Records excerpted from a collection
------------------------------------------------

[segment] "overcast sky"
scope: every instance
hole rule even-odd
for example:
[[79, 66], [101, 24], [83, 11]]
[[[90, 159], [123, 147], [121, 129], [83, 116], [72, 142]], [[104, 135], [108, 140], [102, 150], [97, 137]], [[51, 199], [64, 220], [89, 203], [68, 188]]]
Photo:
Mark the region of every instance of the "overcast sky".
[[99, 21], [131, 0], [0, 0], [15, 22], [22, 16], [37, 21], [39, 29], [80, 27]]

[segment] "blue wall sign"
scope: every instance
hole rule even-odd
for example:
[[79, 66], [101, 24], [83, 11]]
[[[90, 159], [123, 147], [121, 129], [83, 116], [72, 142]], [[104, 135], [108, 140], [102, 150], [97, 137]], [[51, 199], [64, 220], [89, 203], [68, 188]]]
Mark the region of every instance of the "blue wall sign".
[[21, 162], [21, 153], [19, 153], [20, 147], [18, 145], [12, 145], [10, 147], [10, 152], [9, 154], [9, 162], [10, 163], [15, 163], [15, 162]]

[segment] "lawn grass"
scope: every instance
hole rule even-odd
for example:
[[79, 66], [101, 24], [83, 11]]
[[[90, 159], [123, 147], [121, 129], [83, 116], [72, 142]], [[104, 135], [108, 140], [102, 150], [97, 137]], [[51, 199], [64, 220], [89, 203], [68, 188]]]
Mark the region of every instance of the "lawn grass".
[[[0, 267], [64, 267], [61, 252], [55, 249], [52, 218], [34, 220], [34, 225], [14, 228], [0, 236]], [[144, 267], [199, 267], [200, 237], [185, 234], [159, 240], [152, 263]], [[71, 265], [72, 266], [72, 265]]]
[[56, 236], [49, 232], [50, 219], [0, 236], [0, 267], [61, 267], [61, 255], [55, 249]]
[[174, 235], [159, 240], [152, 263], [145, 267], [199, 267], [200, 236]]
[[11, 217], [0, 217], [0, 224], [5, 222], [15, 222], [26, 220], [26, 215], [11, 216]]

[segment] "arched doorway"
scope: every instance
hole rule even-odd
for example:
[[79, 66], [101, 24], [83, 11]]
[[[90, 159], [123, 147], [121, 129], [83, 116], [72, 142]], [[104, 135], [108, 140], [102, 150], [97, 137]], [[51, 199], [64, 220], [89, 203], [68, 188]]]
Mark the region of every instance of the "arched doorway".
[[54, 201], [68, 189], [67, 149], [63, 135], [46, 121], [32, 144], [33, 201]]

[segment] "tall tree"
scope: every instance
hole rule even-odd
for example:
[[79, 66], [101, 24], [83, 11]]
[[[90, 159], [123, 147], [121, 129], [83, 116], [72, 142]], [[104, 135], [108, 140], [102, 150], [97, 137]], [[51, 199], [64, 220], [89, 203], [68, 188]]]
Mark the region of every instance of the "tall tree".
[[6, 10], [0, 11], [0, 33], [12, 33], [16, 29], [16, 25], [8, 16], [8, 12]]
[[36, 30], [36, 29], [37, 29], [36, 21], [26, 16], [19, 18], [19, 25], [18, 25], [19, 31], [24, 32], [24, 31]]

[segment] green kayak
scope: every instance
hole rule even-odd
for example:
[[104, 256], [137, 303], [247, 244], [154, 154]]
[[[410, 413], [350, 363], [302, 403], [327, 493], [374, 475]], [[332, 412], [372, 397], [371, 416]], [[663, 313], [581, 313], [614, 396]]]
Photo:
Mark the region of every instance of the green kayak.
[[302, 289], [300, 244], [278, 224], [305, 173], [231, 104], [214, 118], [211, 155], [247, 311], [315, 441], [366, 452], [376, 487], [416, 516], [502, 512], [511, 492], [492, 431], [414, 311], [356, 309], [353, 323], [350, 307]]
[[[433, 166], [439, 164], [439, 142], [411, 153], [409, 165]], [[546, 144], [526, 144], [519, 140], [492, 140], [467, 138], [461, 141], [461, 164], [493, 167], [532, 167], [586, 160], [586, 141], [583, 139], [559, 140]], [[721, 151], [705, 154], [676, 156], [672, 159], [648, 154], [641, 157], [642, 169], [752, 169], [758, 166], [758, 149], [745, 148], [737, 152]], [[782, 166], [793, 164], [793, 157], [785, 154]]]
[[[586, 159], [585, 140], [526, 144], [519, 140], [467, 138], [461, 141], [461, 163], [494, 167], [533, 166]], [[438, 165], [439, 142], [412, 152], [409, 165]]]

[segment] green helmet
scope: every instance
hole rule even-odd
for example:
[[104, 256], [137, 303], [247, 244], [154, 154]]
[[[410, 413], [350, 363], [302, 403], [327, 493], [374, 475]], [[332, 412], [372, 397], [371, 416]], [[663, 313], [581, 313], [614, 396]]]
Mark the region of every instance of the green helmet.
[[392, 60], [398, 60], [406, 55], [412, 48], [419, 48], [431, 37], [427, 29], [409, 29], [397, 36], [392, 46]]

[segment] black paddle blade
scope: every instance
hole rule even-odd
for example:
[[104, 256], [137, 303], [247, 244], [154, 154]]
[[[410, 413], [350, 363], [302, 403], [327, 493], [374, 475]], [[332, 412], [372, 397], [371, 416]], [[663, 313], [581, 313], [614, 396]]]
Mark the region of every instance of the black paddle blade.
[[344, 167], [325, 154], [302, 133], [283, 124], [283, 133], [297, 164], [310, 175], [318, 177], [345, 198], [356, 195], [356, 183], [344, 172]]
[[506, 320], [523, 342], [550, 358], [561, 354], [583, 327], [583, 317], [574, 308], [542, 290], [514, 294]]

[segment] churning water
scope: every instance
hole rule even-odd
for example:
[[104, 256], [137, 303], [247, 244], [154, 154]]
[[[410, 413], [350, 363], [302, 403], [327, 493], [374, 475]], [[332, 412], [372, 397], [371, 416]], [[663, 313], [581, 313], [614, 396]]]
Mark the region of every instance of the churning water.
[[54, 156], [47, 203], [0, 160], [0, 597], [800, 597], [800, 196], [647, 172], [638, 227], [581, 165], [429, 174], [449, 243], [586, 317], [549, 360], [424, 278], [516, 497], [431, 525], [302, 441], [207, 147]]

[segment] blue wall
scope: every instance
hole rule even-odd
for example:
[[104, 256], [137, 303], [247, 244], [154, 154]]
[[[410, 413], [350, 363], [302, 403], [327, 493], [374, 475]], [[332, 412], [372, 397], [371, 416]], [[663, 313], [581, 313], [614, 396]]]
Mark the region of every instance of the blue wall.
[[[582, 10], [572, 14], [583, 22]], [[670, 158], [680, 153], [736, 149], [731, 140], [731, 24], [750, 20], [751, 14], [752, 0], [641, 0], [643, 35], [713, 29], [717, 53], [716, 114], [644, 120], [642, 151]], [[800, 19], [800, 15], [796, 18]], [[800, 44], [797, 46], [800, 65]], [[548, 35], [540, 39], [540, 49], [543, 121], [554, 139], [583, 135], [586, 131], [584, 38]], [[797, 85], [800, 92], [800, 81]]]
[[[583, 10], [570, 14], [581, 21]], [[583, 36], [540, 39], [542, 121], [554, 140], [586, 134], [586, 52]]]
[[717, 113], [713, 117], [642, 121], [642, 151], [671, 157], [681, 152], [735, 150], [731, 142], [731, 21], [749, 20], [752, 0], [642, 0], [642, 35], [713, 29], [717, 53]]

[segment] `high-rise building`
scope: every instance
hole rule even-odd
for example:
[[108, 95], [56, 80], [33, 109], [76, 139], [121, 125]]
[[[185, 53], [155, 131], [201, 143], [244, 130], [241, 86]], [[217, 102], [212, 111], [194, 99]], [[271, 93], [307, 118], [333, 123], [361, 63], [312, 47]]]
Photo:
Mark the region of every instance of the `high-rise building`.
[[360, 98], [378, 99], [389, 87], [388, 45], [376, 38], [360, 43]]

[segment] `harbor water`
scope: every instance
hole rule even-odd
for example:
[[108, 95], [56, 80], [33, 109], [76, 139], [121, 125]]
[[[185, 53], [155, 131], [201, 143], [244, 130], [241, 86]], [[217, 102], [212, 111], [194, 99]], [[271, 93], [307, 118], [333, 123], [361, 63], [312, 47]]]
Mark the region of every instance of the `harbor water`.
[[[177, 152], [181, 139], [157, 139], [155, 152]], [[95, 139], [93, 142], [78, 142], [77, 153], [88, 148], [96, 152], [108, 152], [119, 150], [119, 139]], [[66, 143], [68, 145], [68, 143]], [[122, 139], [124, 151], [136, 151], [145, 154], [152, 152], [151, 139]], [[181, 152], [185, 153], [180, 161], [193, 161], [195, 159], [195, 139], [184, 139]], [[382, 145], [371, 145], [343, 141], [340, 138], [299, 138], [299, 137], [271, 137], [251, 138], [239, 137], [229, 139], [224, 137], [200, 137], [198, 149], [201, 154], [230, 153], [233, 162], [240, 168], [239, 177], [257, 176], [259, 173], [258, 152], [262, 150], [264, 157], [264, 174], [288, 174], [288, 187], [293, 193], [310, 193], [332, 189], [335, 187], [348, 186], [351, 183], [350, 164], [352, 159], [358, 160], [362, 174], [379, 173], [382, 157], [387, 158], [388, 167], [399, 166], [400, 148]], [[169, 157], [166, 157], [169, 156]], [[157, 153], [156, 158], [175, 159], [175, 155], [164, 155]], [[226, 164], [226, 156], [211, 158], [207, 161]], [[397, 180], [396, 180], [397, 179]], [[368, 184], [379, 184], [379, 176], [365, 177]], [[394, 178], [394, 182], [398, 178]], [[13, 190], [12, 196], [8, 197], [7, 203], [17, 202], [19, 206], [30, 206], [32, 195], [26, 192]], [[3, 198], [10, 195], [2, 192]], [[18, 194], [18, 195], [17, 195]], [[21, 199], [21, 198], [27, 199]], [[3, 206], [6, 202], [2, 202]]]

------------------------------------------------

Would you copy out each line of the records above where the word "segment" occurs?

[segment] "overcast sky"
[segment] "blue wall sign"
[segment] "lawn grass"
[segment] "arched doorway"
[segment] "tall tree"
[segment] green kayak
[segment] green helmet
[segment] black paddle blade
[segment] churning water
[segment] blue wall
[segment] `high-rise building`
[segment] `harbor water`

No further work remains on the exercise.